═══ Supplied information ═══

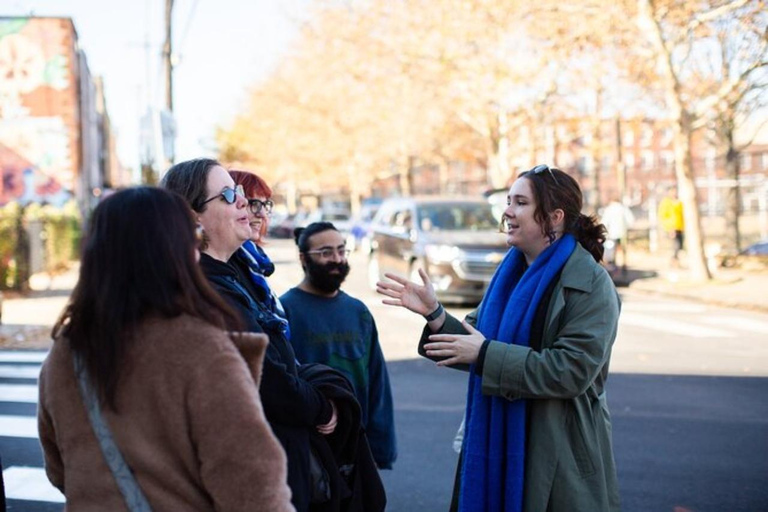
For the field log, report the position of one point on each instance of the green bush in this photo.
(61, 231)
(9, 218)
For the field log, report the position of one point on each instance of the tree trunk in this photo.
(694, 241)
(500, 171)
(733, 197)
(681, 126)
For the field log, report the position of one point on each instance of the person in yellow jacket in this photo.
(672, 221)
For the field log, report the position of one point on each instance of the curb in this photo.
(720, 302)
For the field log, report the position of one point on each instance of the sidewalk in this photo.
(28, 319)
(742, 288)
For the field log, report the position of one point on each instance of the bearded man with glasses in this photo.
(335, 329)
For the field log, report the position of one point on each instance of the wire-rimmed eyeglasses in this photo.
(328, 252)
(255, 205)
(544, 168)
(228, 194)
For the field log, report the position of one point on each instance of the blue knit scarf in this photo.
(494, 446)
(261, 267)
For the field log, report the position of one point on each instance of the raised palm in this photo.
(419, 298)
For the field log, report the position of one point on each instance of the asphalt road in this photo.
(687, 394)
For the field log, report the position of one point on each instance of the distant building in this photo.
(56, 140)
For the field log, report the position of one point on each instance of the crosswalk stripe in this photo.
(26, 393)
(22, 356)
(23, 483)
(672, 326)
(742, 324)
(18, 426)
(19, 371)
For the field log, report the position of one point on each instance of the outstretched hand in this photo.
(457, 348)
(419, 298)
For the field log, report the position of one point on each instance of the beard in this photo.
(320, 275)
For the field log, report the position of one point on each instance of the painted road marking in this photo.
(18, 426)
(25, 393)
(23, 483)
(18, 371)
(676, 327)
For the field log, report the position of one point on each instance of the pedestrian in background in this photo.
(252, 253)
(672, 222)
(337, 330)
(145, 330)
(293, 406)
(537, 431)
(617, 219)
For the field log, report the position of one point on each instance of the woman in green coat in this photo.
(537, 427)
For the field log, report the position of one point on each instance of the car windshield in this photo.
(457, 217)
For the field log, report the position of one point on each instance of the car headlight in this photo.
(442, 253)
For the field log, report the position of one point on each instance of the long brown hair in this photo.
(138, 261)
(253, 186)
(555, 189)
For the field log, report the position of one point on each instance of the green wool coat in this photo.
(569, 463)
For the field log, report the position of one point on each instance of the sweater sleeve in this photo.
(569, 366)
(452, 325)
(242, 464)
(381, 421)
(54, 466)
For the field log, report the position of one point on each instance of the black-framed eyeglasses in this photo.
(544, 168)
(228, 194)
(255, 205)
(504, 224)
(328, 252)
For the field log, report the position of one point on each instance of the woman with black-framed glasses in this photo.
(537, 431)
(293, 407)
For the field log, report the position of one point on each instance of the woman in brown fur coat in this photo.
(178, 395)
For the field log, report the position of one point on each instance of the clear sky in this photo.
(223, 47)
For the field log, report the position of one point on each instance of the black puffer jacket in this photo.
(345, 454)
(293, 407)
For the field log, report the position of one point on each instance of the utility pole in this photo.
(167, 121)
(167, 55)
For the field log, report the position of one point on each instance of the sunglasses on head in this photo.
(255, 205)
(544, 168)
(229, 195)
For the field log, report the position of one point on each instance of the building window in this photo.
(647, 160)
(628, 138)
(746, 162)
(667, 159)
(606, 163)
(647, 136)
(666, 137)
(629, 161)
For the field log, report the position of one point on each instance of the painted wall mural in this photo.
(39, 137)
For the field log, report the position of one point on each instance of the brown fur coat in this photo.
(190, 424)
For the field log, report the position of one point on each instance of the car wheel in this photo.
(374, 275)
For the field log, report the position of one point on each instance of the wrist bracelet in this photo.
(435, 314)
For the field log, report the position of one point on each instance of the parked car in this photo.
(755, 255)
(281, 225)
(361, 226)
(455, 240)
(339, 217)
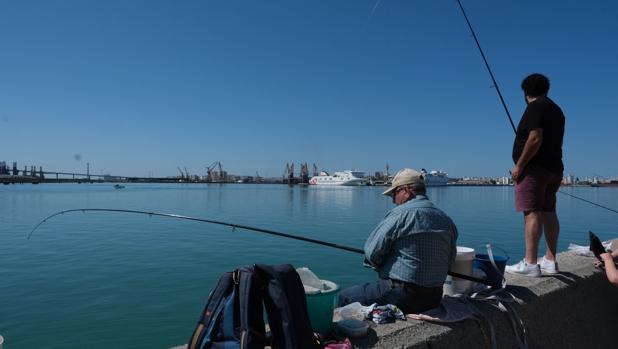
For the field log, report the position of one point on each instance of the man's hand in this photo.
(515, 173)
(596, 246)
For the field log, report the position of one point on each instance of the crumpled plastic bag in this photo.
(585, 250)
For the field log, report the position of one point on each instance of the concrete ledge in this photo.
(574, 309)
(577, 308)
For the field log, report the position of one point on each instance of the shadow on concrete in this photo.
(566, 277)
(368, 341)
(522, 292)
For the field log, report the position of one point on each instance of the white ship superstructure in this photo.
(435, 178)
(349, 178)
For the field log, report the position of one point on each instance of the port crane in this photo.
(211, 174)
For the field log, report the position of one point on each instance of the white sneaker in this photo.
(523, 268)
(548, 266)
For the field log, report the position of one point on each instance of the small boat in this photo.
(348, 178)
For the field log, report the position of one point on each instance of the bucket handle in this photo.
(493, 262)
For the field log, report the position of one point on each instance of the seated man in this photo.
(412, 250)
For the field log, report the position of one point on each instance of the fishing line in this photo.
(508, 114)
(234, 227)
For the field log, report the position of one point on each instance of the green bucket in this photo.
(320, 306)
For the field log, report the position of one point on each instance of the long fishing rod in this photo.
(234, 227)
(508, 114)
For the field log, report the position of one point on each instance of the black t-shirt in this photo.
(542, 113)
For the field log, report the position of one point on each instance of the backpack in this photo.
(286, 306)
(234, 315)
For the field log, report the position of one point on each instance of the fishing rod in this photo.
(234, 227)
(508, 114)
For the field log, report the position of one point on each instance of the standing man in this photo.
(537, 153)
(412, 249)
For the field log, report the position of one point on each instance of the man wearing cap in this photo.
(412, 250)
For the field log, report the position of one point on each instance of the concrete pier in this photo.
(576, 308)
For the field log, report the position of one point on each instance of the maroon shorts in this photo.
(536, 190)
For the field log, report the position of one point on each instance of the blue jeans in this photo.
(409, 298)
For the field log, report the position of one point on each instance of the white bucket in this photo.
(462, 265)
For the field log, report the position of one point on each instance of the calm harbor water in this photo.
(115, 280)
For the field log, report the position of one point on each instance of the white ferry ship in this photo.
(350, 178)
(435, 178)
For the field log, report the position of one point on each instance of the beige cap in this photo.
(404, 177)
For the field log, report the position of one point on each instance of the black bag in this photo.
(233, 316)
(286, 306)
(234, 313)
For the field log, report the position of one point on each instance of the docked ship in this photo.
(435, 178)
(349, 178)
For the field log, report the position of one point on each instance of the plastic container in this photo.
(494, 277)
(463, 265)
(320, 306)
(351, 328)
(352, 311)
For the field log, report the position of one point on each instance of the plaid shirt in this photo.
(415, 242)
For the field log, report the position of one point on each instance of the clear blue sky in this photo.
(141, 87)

═══

● Task details: Output, exactly, all the records above; include no pictures.

● Correct response:
For the field log, report the position of one point on each instance of the green bush in this photo.
(61, 231)
(9, 218)
For the field log, report the position of one point on each instance of the tree trunk in this photo.
(694, 241)
(500, 171)
(733, 197)
(681, 126)
For the field log, report the position of one point on each instance of the person in yellow jacket in this photo.
(672, 221)
For the field log, report the position of one point on each instance of the curb in this photo.
(720, 302)
For the field log, report the position of one point on each instance of the sidewalk in this photo.
(28, 319)
(742, 288)
For the field log, report the position of one point on each instance of the bearded man with glasses in this photo.
(335, 329)
For the field log, report the position of one point on each instance of the wire-rimmed eyeglasses in this photo.
(328, 252)
(255, 205)
(544, 168)
(228, 194)
For the field log, report the position of one point on each instance of the blue knit scarf in this photo.
(494, 446)
(261, 267)
For the field log, report the position of one point on each instance of the raised palm in this photo.
(419, 298)
For the field log, report the position of one point on each instance of the asphalt road in this photo.
(687, 394)
For the field log, report the position of one point on each instance of the distant building in this photo.
(56, 140)
For the field log, report the position of one point on each instance of the crosswalk stripe in this photo.
(26, 393)
(22, 356)
(23, 483)
(672, 326)
(742, 324)
(18, 426)
(19, 371)
For the field log, report the position of one point on each instance of the outstretched hand in this photo.
(457, 348)
(419, 298)
For the field log, report the position of one point on each instance of the beard in this photo.
(320, 275)
For the field log, report the position of one point on each instance of the painted road marking in this photo.
(18, 426)
(25, 393)
(23, 483)
(18, 371)
(676, 327)
For the field log, report the position of one point on each instance of the pedestrian in background in this photo.
(252, 253)
(672, 222)
(337, 330)
(145, 330)
(293, 406)
(537, 431)
(617, 219)
For the field log, report the position of one point on each instance of the woman in green coat in this photo.
(537, 427)
For the field log, report the position of one point on each instance of the car windshield in this photo.
(457, 217)
For the field log, report the position of one point on each instance of the car headlight in this photo.
(442, 253)
For the field log, report the position of one point on each instance of the long brown hair in this photo.
(138, 261)
(253, 186)
(555, 189)
For the field log, report the position of one point on each instance of the green wool coat in this photo.
(569, 463)
For the field log, report the position of one point on each instance of the sweater sleeve in this photo.
(569, 366)
(452, 325)
(242, 464)
(381, 421)
(54, 466)
For the field log, report the position of one point on each instance of the black-framed eyeglasses in this photo.
(544, 168)
(228, 194)
(255, 205)
(504, 224)
(328, 252)
For the field log, report the position of one point on each instance of the woman with black-framed glasses in this photo.
(537, 431)
(293, 407)
For the field log, report the position of one point on each instance of the woman in brown fur coat in this photo.
(178, 395)
For the field log, report the position of one point on each instance of the clear sky in this photo.
(223, 47)
For the field log, report the position of one point on each instance of the black puffer jacket in this photo.
(345, 454)
(293, 407)
For the field log, report the position of one point on each instance of the utility pole in this photo.
(167, 121)
(167, 55)
For the field log, report the position of one point on each instance of the sunglasses on head in this photo.
(255, 205)
(544, 168)
(229, 195)
For the field log, report the position of one point on each instance of the building window in this photo.
(647, 160)
(628, 138)
(746, 162)
(667, 159)
(606, 163)
(647, 136)
(666, 137)
(629, 161)
For the field log, report the position of one point on each instance of the painted wall mural in this photo.
(39, 137)
For the field log, report the position of one point on each instance of the brown fur coat in this photo.
(190, 424)
For the field log, report the position of one point on each instance of the car wheel in this photo.
(374, 275)
For the field log, report the position of one point on each instance of the wrist bracelet in this photo.
(435, 314)
For the field log, report the position of one point on each instance of the parked car in this photo.
(755, 255)
(281, 225)
(361, 226)
(455, 240)
(339, 217)
For the field log, report the position of one point on each instance of the man's hand in this photo.
(515, 173)
(596, 246)
For the field log, report the position of one point on each instance of the crumpled plastic bag in this photo.
(585, 250)
For the field log, report the position of one point on each instance of the concrete ledge in this photo.
(574, 309)
(577, 308)
For the field log, report the position of one point on each instance of the shadow on concrete in this photo.
(566, 277)
(368, 341)
(522, 292)
For the field log, report the position of one point on each instance of the white ship superstructure in this photo.
(435, 178)
(349, 178)
For the field log, report the position of one point on each instance of the port crane in this photo.
(211, 174)
For the field log, report the position of one point on each instance of the white sneaker in this photo.
(523, 268)
(548, 266)
For the field log, report the position of one point on each instance of the small boat in this photo.
(348, 178)
For the field log, report the position of one point on each instance of the bucket handle in this photo.
(493, 262)
For the field log, report the position of one point on each instance of the seated man in this photo.
(412, 250)
For the field log, report the position of one point on each instance of the fishing line in this photo.
(508, 114)
(234, 227)
For the field log, report the position of one point on each instance of the green bucket in this photo.
(320, 306)
For the field log, report the position of one point on each instance of the long fishing rod in this photo.
(234, 227)
(508, 114)
For the field log, report the position of one point on each instance of the black t-shirt in this photo.
(542, 113)
For the field log, report the position of one point on each instance of the backpack in this photo.
(286, 306)
(234, 315)
For the field log, report the position of one point on each instance of the fishing rod in this photo.
(234, 227)
(508, 114)
For the field log, report the position of one point on each instance of the standing man in this photo.
(537, 153)
(412, 249)
For the field log, report the position of one point on each instance of the man wearing cap in this photo.
(412, 250)
For the field log, report the position of one point on each instance of the concrete pier in this photo.
(576, 308)
For the field log, report the position of one point on each instance of the maroon shorts in this photo.
(536, 190)
For the field log, report the position of one point on each instance of the blue jeans in this photo.
(409, 298)
For the field log, report the position of one point on each instance of the white bucket in this photo.
(462, 265)
For the field log, report the position of one point on each instance of the calm harbor water in this photo.
(115, 280)
For the field log, report the position of one point on each instance of the white ferry ship in this photo.
(350, 178)
(435, 178)
For the field log, report the position of one point on each instance of the beige cap in this photo.
(404, 177)
For the field log, report the position of one point on each instance of the black bag in this photo.
(233, 316)
(286, 306)
(234, 313)
For the field log, report the position of one point on each instance of the docked ship in this photo.
(435, 178)
(349, 178)
For the field log, report the position of one point on each instance of the plastic container in this photo.
(494, 277)
(463, 265)
(320, 306)
(351, 328)
(352, 311)
For the field log, report the position of one point on each instance of the plaid shirt in this photo.
(415, 242)
For the field log, report the position of one point on each instance of the clear blue sky in this photo.
(141, 87)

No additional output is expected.